[Data excerpts]
┌──
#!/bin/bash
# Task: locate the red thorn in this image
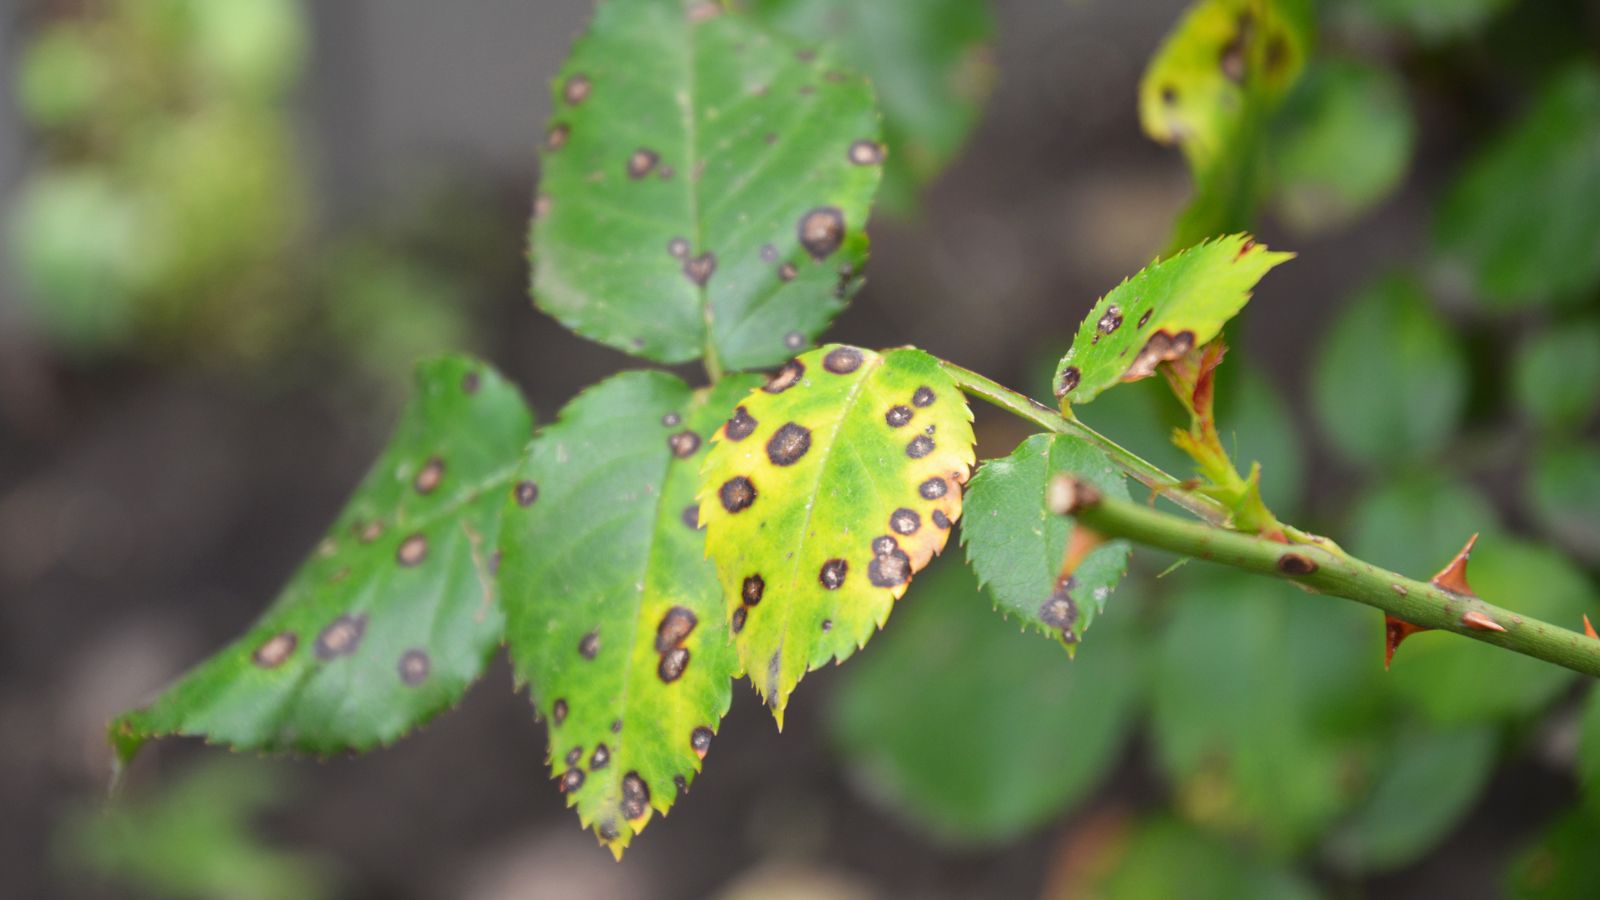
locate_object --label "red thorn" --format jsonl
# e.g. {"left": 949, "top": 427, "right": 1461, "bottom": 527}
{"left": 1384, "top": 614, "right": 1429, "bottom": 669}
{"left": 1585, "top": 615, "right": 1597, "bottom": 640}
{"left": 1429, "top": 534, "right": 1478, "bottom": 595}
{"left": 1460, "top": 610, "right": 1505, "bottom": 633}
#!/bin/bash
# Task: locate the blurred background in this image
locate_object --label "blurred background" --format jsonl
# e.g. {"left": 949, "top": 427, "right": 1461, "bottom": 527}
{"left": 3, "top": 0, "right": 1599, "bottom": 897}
└──
[Assignment] Check every line of the entries for "image" and report how many lines contain it, without any other words.

[Response box] 2